___ DATASET CONTENT ___
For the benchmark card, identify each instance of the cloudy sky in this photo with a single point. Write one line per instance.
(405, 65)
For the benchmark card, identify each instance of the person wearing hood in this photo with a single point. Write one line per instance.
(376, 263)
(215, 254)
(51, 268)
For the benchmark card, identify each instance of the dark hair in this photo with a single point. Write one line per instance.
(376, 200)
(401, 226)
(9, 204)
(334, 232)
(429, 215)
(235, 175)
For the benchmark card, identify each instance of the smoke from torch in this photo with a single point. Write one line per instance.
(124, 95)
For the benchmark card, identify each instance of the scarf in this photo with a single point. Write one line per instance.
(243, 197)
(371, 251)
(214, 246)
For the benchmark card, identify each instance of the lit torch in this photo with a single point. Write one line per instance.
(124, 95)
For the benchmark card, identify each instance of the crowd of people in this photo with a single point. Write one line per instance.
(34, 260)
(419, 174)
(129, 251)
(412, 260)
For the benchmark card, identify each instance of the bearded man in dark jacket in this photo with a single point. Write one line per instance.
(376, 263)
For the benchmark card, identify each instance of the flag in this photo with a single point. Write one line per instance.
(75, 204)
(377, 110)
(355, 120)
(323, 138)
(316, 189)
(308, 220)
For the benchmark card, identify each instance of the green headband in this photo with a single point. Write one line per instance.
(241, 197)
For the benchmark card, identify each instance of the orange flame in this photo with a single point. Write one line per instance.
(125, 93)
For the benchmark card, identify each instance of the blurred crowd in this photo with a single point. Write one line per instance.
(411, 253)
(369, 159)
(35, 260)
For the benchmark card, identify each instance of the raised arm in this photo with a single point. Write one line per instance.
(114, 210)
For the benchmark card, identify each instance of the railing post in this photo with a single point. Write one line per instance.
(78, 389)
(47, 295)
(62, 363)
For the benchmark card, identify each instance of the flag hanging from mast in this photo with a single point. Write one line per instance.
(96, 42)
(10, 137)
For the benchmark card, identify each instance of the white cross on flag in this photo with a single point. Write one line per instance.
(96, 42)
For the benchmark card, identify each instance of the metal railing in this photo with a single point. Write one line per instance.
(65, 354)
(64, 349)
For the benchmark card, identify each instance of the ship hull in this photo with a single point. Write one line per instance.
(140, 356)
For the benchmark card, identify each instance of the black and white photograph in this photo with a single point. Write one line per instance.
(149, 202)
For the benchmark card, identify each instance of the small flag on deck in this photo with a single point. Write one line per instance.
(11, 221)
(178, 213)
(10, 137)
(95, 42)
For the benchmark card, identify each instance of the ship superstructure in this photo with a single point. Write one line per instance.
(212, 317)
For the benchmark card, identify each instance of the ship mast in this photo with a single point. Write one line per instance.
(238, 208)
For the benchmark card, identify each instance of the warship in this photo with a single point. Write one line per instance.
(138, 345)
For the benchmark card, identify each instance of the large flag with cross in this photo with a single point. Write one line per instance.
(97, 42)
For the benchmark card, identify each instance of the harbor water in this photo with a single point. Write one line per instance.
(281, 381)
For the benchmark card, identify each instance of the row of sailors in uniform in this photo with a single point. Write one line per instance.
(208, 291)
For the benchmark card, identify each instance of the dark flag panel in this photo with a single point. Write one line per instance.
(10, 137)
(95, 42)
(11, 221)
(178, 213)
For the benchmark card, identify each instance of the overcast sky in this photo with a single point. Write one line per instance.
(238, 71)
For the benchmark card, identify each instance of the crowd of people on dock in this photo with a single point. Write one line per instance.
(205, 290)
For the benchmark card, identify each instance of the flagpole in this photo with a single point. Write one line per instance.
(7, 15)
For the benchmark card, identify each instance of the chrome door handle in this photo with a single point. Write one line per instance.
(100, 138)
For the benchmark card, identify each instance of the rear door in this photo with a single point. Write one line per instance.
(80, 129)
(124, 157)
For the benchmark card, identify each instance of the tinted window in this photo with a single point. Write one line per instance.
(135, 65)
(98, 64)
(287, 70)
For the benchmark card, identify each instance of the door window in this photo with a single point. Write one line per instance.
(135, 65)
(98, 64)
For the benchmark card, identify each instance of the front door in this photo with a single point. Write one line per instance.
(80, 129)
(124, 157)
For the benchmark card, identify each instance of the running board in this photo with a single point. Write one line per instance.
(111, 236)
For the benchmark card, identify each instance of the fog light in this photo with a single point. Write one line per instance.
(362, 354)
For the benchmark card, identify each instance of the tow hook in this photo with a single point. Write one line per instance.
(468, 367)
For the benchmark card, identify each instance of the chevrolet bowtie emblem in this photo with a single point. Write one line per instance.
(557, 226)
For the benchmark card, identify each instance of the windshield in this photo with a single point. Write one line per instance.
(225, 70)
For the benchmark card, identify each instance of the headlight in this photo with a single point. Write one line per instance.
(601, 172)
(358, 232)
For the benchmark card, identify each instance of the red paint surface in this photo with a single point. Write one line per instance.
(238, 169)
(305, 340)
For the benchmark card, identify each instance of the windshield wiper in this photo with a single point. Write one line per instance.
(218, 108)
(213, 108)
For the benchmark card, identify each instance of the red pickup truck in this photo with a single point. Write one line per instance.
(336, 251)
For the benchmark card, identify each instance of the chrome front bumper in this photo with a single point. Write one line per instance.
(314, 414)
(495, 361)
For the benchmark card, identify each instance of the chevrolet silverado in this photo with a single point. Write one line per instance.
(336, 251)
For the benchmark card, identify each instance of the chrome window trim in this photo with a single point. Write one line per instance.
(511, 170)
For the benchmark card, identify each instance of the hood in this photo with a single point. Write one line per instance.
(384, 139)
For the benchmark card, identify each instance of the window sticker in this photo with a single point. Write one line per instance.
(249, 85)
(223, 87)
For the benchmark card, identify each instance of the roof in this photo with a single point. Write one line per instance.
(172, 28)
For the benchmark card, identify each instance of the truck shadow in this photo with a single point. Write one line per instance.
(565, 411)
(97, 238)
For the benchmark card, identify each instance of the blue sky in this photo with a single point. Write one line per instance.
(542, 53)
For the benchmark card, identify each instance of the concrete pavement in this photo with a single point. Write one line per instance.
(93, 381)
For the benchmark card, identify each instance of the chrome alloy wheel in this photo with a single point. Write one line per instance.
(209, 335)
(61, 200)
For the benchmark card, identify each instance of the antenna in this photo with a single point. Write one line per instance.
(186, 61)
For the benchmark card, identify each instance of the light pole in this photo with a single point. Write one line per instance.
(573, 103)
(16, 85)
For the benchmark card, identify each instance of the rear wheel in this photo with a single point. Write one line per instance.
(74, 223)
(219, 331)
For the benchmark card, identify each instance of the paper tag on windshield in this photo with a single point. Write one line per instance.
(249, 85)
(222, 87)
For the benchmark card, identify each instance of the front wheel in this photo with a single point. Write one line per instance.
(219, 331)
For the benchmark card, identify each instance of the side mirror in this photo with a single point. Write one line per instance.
___
GIVEN INSTRUCTION -> Reproduce the data in its entirety, matching each character.

WORKED ANSWER ->
For the benchmark card, identify each instance of the cloudy sky in this photo with a single point. Write one line per instance.
(405, 65)
For the benchmark card, identify each instance of the person wearing hood in this photo with a single point. Write one line per instance.
(376, 263)
(215, 254)
(51, 268)
For the benchmark card, identify each instance of the dark hair in this photo with a single point. Write one line per instance.
(376, 200)
(401, 226)
(9, 204)
(334, 232)
(429, 215)
(235, 175)
For the benchmark card, identify each instance of the smoke from torch in this photo with a single point. Write one line per instance.
(124, 95)
For the benchmark card, identify each instance of the scarf in this photo with a single point. Write one line per instance.
(243, 197)
(371, 251)
(214, 246)
For the benchmark card, identify each instance of the lit torch in this photo with a single point. Write one line per instance.
(124, 95)
For the benchmark card, identify each instance of the crowd of people in this photo with a single point. Write one line per instance.
(34, 260)
(419, 174)
(129, 251)
(412, 260)
For the benchmark card, identify each instance of the bearded man in dark jacket in this photo with a single point. Write one line per instance.
(376, 263)
For the benchmark card, identify each instance of the flag in this photo with a single point. Write one line per instance.
(75, 204)
(377, 110)
(355, 120)
(323, 138)
(316, 189)
(308, 220)
For the benchmark card, identify each instance of the green headband in this photo with a single point. Write one line per instance.
(241, 197)
For the benchmark card, identify each instance of the orange flame in this photo with a single point. Write one line per instance.
(125, 93)
For the benchmark card, identify each instance of the blurred crowd in this photo with a single point. Write one line per instance.
(411, 253)
(369, 159)
(35, 260)
For the benchmark card, identify each instance of the raised arm in this photo with a single point. Write one line per instance.
(114, 210)
For the benchmark card, identify each instance of the railing post in this photo with a single point. Write one line per instance.
(78, 389)
(47, 295)
(62, 363)
For the benchmark card, identify each instance of the flag hanging from mast in this photo with a single point. Write one line per instance.
(96, 42)
(10, 137)
For the benchmark card, identify each instance of the white cross on flag in this photo with a single point. Write one line per instance.
(96, 42)
For the benchmark card, identify each instance of the metal railing in this photo with a single point. Write one line per instance.
(65, 354)
(64, 349)
For the benchmark card, identify each instance of the ship hull in this photo with a single point. Write one line per instance.
(140, 356)
For the benchmark card, identify each instance of the black and white photograph in this photo with a single point. Write one line per instance.
(149, 202)
For the benchmark card, identify each instance of the small flag on deck in this photo with a single point. Write one line per instance.
(11, 221)
(178, 213)
(10, 137)
(95, 42)
For the benchmark card, identify each instance of the ship superstructure in this photo with a single point. Write one line per instance.
(212, 317)
For the benchmark card, identify each instance of the ship mast in this photo with a single point. Write one line per instance.
(238, 208)
For the benchmark card, identify each instance of the warship in this photo with a single point. Write one line per instance.
(138, 345)
For the benchmark card, identify each instance of the large flag with cross in this photo with a single point. Write one line per instance.
(97, 42)
For the benchmark card, identify each instance of the harbor water in this photo with a single point. Write one line per instance.
(281, 381)
For the benchmark card, identify each instance of the row of sailors in uniform in this photo with a single point. Write one line per instance.
(208, 291)
For the benchmark card, identify each instance of the dark flag panel in this photo with a single point. Write one line per instance.
(10, 137)
(95, 42)
(11, 221)
(178, 213)
For the benchmark card, identify each instance of the overcast sky in this photo with a single point. Write one line per instance.
(238, 71)
For the benchmark card, identify each instance of the crowd of people on dock in this photo with a single point. Write one line per instance.
(205, 290)
For the benchmark card, identify each instance of the flagpole in this photo with a single point. Write one line per instance.
(7, 15)
For the benchmark card, identify each instance of the chrome door handle in this photo with a single point. Write one line per instance.
(100, 138)
For the benchmark card, identify each instance of the rear door in this photo with a single point. Write one line per instance.
(80, 129)
(124, 157)
For the benchmark card, identify each instance of the tinted window in this photo with a single point. Write one line per instance.
(135, 65)
(98, 64)
(287, 70)
For the benchmark card, identify each instance of the door window in this photo with a single point. Write one line per instance.
(135, 65)
(98, 64)
For the benchmark card, identify each instance of the front door in this photo with a single point. Write one line per instance.
(80, 129)
(124, 157)
For the benchmark card, identify each instance of the running board in this photo with a single point. Write one line per instance.
(111, 236)
For the benchmark card, identify each instance of the fog light in this photo with a single point. Write one line per instance.
(362, 354)
For the benchmark card, identify each instance of the tow hook in this photo with a single point. Write one line per instance.
(468, 367)
For the benchmark card, identify each instance of the chevrolet bowtie emblem in this photo with a single point. Write one line per instance.
(557, 226)
For the benchmark card, identify each instance of the windshield in this photo with a single point. Write one line per instance.
(225, 70)
For the benchmark card, identify each instance of the headlight in this photo with a single point. Write one line per instance.
(601, 172)
(358, 232)
For the benchmark card, identify each instance of the red paint surface in this photo with a single point. Write one line per instance.
(238, 169)
(305, 340)
For the benchmark card, identify each instance of the windshield wiper in this photo with a single point. Write one line per instance.
(218, 108)
(213, 108)
For the benchmark card, identify each instance of the red pickup truck in this photo with a single point. Write one line per instance.
(336, 251)
For the benchmark card, identify each instance of the chrome front bumper in this photo with a single point. Write one line per instance.
(314, 414)
(495, 361)
For the benchmark card, identify each instance of the chevrolet silverado in this photo with a single point. Write one line per instance.
(336, 251)
For the benchmark card, identify each instance of the chrome window trim in this photo with a single point. Write one line per instance.
(511, 170)
For the benchmark card, identify each instance of the hood in this photo with a single point. Write one line per instance.
(384, 139)
For the benchmark card, identify each instance of the window sticker in this photo with a single point. Write one line per instance.
(249, 85)
(223, 87)
For the benchmark card, identify each instance of the roof in this photo with a single point. Write one line per instance.
(172, 28)
For the benchmark card, identify each instance of the truck shadow in this photo with a single point. Write one line per instance.
(565, 411)
(97, 238)
For the benchmark card, identify each instance of the blue sky in this photo with a single point. Write one line per instance.
(542, 53)
For the benchmark card, identify each instance of the concrete pavement in this photo with a single point. Write one line per instance.
(93, 381)
For the benchmark card, identify each instance of the chrome alloy wheel in this photo with a single point. Write one line per instance.
(209, 335)
(61, 200)
For the benchmark card, identify each instance of the antenna in this photo with a single point. Write one line per instance.
(186, 61)
For the benchmark card, identify each instance of the light pole in this photo with a single point. Write one line per instance.
(573, 103)
(16, 85)
For the benchmark card, identify each instance of the rear wheel in this photo with a single point. Write one line per instance.
(74, 223)
(219, 331)
For the benchmark card, identify each instance of the paper tag on windshield in this photo with a single point. Write one line per instance.
(249, 85)
(222, 87)
For the benchmark card, identify each instance of the front wheel in this photo with a single point. Write one line per instance.
(219, 331)
For the benchmark card, identify each instance of the side mirror in this photo with a single point. Write one line per instance.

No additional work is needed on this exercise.